__Aim of the exercise__. Render the rows below as a Markdown table with two columns: Index for each row's number and Text for the line itself. Skip any blank lines, and leave the pictures out of the table.

__Supplied data__.
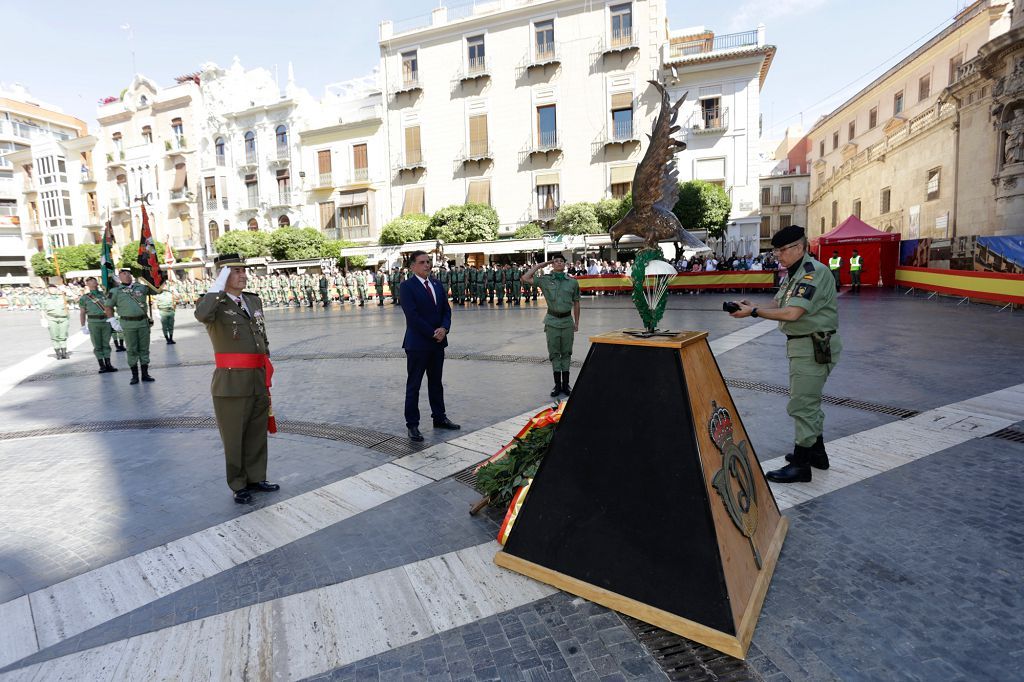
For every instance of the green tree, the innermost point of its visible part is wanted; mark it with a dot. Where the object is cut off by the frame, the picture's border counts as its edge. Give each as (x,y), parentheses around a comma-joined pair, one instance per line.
(608,211)
(246,243)
(469,222)
(404,228)
(702,206)
(296,243)
(129,256)
(530,230)
(41,265)
(580,218)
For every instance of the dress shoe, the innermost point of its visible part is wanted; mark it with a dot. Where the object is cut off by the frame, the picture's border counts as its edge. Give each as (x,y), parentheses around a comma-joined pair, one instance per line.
(818,458)
(264,486)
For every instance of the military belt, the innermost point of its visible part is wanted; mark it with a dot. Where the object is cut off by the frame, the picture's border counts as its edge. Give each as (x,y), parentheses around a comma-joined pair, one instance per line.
(807,336)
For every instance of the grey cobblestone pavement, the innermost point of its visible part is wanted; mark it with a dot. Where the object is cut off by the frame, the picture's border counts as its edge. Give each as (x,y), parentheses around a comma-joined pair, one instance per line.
(913,573)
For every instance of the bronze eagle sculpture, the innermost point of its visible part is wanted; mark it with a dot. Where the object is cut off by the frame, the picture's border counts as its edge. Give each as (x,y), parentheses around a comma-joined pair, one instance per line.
(655,185)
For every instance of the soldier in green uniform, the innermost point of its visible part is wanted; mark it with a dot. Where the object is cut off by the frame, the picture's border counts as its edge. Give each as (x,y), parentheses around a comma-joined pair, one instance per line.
(54,317)
(561,293)
(393,281)
(166,304)
(807,312)
(92,316)
(241,384)
(130,302)
(379,281)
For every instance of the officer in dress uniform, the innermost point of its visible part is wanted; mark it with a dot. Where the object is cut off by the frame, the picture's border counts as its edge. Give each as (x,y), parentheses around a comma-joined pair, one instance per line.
(53,307)
(92,316)
(129,300)
(834,264)
(166,303)
(241,384)
(807,312)
(855,264)
(561,293)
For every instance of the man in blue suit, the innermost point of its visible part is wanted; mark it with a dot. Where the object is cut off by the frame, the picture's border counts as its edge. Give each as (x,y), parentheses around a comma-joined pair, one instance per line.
(428,318)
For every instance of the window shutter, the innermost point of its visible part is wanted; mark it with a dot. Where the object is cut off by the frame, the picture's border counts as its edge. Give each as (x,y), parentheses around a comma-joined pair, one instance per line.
(622,100)
(324,159)
(478,134)
(359,156)
(479,193)
(414,201)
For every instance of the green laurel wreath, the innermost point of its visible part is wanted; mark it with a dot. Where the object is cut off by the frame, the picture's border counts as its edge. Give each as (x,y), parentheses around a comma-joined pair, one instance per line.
(649,317)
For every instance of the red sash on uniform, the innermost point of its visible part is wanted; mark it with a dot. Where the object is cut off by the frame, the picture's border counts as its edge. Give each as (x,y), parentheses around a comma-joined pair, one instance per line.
(250,361)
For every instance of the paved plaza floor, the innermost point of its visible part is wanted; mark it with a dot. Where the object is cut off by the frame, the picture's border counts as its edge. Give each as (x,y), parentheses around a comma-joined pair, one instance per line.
(124,557)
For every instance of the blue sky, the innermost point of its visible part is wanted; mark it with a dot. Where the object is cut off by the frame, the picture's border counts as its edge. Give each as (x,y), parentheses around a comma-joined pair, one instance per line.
(72,56)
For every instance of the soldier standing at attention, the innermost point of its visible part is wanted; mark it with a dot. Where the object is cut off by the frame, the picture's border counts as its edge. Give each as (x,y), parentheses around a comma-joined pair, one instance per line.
(130,302)
(166,302)
(379,281)
(241,384)
(92,316)
(561,293)
(54,316)
(834,264)
(806,310)
(855,265)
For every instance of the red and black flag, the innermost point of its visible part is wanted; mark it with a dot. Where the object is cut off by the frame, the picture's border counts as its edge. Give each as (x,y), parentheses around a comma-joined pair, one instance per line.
(147,253)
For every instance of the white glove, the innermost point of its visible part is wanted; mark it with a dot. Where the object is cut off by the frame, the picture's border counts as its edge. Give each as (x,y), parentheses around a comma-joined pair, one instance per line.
(221,282)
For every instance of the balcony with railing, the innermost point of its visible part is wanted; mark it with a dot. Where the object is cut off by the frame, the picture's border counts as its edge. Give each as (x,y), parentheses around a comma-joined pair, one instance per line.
(475,68)
(620,40)
(544,142)
(695,47)
(708,121)
(411,161)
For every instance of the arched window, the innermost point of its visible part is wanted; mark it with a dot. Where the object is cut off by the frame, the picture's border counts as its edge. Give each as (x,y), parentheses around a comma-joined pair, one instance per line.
(250,147)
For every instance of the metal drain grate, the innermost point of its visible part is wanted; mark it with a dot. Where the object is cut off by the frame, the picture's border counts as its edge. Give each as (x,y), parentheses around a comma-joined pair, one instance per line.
(1010,433)
(682,659)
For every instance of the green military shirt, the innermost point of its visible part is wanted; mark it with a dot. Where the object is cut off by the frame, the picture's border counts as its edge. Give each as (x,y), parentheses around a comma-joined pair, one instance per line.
(54,307)
(813,289)
(560,293)
(92,303)
(129,300)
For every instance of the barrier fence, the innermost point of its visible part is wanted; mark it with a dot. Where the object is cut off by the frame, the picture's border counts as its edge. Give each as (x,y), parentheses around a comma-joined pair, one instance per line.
(997,287)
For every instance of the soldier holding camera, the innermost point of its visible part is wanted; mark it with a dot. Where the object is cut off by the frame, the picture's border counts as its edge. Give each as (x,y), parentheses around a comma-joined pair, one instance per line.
(806,309)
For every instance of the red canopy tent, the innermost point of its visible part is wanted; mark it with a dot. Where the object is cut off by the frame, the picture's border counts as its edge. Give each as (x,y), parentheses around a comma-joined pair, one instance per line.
(879,251)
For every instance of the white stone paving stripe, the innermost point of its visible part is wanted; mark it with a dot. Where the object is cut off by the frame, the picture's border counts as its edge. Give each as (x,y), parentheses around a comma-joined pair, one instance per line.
(311,632)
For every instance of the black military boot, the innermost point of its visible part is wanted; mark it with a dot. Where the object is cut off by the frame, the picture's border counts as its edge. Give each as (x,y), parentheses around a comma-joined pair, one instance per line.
(819,458)
(798,471)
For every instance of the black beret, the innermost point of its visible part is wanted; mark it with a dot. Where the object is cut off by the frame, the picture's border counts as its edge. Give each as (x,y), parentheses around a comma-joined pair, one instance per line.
(787,236)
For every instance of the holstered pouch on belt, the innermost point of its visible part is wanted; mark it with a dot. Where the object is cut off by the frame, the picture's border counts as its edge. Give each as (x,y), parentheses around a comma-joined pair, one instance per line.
(822,347)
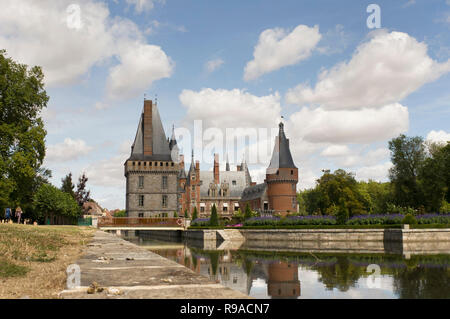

__Solution to this exercise__.
| Index | Text |
|---|---|
| 1 | For every instance of the green tree, the innermost point of its visible part is wanted; mark it with a dot. Where the object is cut off by the frame, the picture's border counts as its edge. Give each as (x,y), parentheses around a comma-joined pair, one instance per line. |
| 2 | (608,211) |
| 3 | (246,243) |
| 4 | (469,222) |
| 5 | (404,228) |
| 6 | (702,206) |
| 7 | (296,243) |
| 8 | (129,256) |
| 9 | (530,230) |
| 10 | (41,265) |
| 11 | (580,218) |
| 12 | For every instance of the dress shoe, the innermost point of its visible part is wanted; mark it with a dot. Where the object is cut off by the frame, the picture's border counts as its edge. Give each as (x,y), parentheses around a comma-joined pair, one instance per line. |
| 13 | (818,458) |
| 14 | (264,486) |
| 15 | For every instance of the military belt, the innermost point of its visible part is wanted; mark it with a dot. Where the object is cut off by the frame, the picture's border counts as its edge. Give each as (x,y), parentheses around a comma-joined pair, one instance per line. |
| 16 | (807,336) |
| 17 | For every instance of the grey cobblestone pavement, the innermost point of its visible part is wanted; mark it with a dot. Where the object is cut off by the frame, the picture's border counts as its edge. Give each as (x,y), parentheses around a comma-joined pair, one instance per line. |
| 18 | (913,573) |
| 19 | For every instance of the bronze eagle sculpture, the innermost point of its visible part is wanted; mark it with a dot. Where the object is cut off by the frame, the picture's border counts as its edge. Give each as (x,y), parentheses around a comma-joined pair, one instance per line. |
| 20 | (655,185) |
| 21 | For every instance of the soldier in green uniform, the innermost point of its visible part is wanted; mark it with a dot. Where the object is cut off by the frame, the picture's border counts as its edge. Give each as (x,y), parentheses around a comma-joined pair, one instance per line. |
| 22 | (54,317) |
| 23 | (561,293) |
| 24 | (393,281) |
| 25 | (166,304) |
| 26 | (807,312) |
| 27 | (92,316) |
| 28 | (241,384) |
| 29 | (130,302) |
| 30 | (379,281) |
| 31 | For every instance of the officer in dress uniform, the innermost point of its visible part is wanted; mark it with a dot. Where the object is cut off by the frame, the picture's border counts as its edge. Give each as (x,y), parentheses around a comma-joined pair, one instance per line. |
| 32 | (53,307) |
| 33 | (92,316) |
| 34 | (129,300) |
| 35 | (834,264) |
| 36 | (166,303) |
| 37 | (241,384) |
| 38 | (807,312) |
| 39 | (855,264) |
| 40 | (561,293) |
| 41 | For every instance of the man in blue suit, the innermost point of its visible part is wanted; mark it with a dot. Where the object is cut off by the frame, the picture's border counts as its edge. Give each as (x,y), parentheses around a comma-joined pair, one instance per line. |
| 42 | (428,318) |
| 43 | For every instance of the window shutter, the innermost point of its visible part is wanted; mark it with a dot. Where the object is cut off by the frame, the picture's border counts as its edge. Give each as (x,y), parentheses around a comma-joined pair, one instance per line. |
| 44 | (622,100) |
| 45 | (324,159) |
| 46 | (478,134) |
| 47 | (359,156) |
| 48 | (479,193) |
| 49 | (414,201) |
| 50 | For every instance of the green laurel wreath, the innermost point of its visible part is wanted; mark it with a dot. Where the object is cut off by the frame, the picture's border counts as its edge. Give each as (x,y), parentheses around a comma-joined pair, one instance per line. |
| 51 | (649,317) |
| 52 | For every instance of the red sash on uniform, the innermost point of its visible part is wanted; mark it with a dot. Where the object is cut off by the frame, the picture's border counts as its edge. Give each as (x,y), parentheses around a comma-joined pair, one instance per line. |
| 53 | (250,361) |
| 54 | For every instance of the paved plaza floor, the innermost point of its visible part is wanted; mark it with a dot. Where the object is cut off by the frame, the picture's border counts as its edge. Give each as (x,y), parentheses around a comma-joined pair, one instance per line. |
| 55 | (124,557) |
| 56 | For every instance of the blue sky, the innermost point of its visible part is wanted; mark it with a dot. Where the object is cut off by the frame, the picture's border counts as its edge. Give each as (x,y), parentheses around a comma-joined pair, one instance per line. |
| 57 | (72,56) |
| 58 | For every instance of the soldier standing at attention, the innermost point of its visible part is wanted; mark it with a dot. Where the object is cut off by the frame, the picture's border counts as its edge. Give each as (x,y), parentheses around a comma-joined pair, one instance per line. |
| 59 | (130,302) |
| 60 | (166,302) |
| 61 | (379,281) |
| 62 | (241,384) |
| 63 | (92,316) |
| 64 | (561,293) |
| 65 | (54,316) |
| 66 | (834,264) |
| 67 | (806,310) |
| 68 | (855,265) |
| 69 | For every instance of the red and black flag, the innermost point of its visible part is wanted; mark it with a dot. Where the object is cut off by the frame, the picture's border counts as its edge. Give each as (x,y), parentheses around a comma-joined pair, one instance per line. |
| 70 | (147,253) |
| 71 | For every instance of the white glove, the innermost point of its visible part is wanted; mark it with a dot. Where the object is cut off by the frame, the picture's border counts as its edge. Give each as (x,y), parentheses around a comma-joined pair, one instance per line. |
| 72 | (221,282) |
| 73 | For every instance of the balcony with railing, the innermost point of its visible part is wanted; mark it with a dot. Where the object is cut off by the frame, the picture's border counts as its edge. Give each as (x,y), parentheses around a comma-joined pair, one instance per line. |
| 74 | (475,68) |
| 75 | (620,40) |
| 76 | (544,142) |
| 77 | (695,47) |
| 78 | (708,121) |
| 79 | (411,161) |
| 80 | For every instance of the arched window, the innermost point of its visible part is wanted; mark it with a dot. Where the object is cut off by the frame, the picture's border counts as its edge. Give each as (x,y), parentheses around a comma-joined pair, one instance per line. |
| 81 | (250,147) |
| 82 | For every instance of the metal drain grate, the innermost point of its visible part is wanted; mark it with a dot. Where the object is cut off by the frame, the picture's border counts as its edge. Give each as (x,y), parentheses around a comma-joined pair, one instance per line. |
| 83 | (1010,433) |
| 84 | (682,659) |
| 85 | For every instance of the green military shirt, the innermost point of its visible part is wanted; mark it with a dot. Where the object is cut off by the frame, the picture's border counts as its edge. Give each as (x,y), parentheses around a comma-joined pair, one instance per line. |
| 86 | (54,307) |
| 87 | (813,289) |
| 88 | (560,293) |
| 89 | (92,303) |
| 90 | (129,300) |
| 91 | For every instance of the barrier fence, the innermost point of its visible part is wanted; mark it with a dot. Where the object is cut off by the frame, the picture's border counts as its edge. Give each as (x,y), parentheses around a comma-joined pair, one instance per line. |
| 92 | (997,287) |
| 93 | For every instance of the soldier holding camera, the innermost point of its visible part is wanted; mark it with a dot. Where the object is cut off by the frame, the picture's border counts as its edge. Give each as (x,y), parentheses around a comma-joined pair, one instance per line. |
| 94 | (806,309) |
| 95 | For every instance of the red canopy tent, the innermost point of its visible part is wanted; mark it with a dot. Where the object is cut off by the frame, the picture's border counts as its edge. Give each as (x,y), parentheses around a comma-joined pair, one instance per line. |
| 96 | (879,251) |
| 97 | For every instance of the white stone paving stripe, the innermost point of its visible part is wanted; mark it with a dot. Where the object is cut off by the frame, the picture's border counts as its edge. Give each as (x,y), parentheses around a comma-joined pair, one instance per line. |
| 98 | (311,632) |
| 99 | For every instance of the black military boot, the innermost point of its visible part is wanted; mark it with a dot. Where the object is cut off by the frame, the picture's border counts as its edge. Give each as (x,y), parentheses around a comma-joined pair, one instance per line. |
| 100 | (819,458) |
| 101 | (798,471) |
| 102 | For every instance of the black beret, the innermost point of its visible part is wanted; mark it with a dot. Where the object is cut off by the frame, the picture's border counts as its edge. Give each as (x,y), parentheses around a comma-joined pair, one instance per line. |
| 103 | (787,236) |
| 104 | For every instance of the holstered pouch on belt, the innermost point of its visible part is wanted; mark it with a dot. Where the object is cut off by the frame, the picture's border counts as its edge. Give each as (x,y), parentheses around a comma-joined pair, one instance per line. |
| 105 | (822,347) |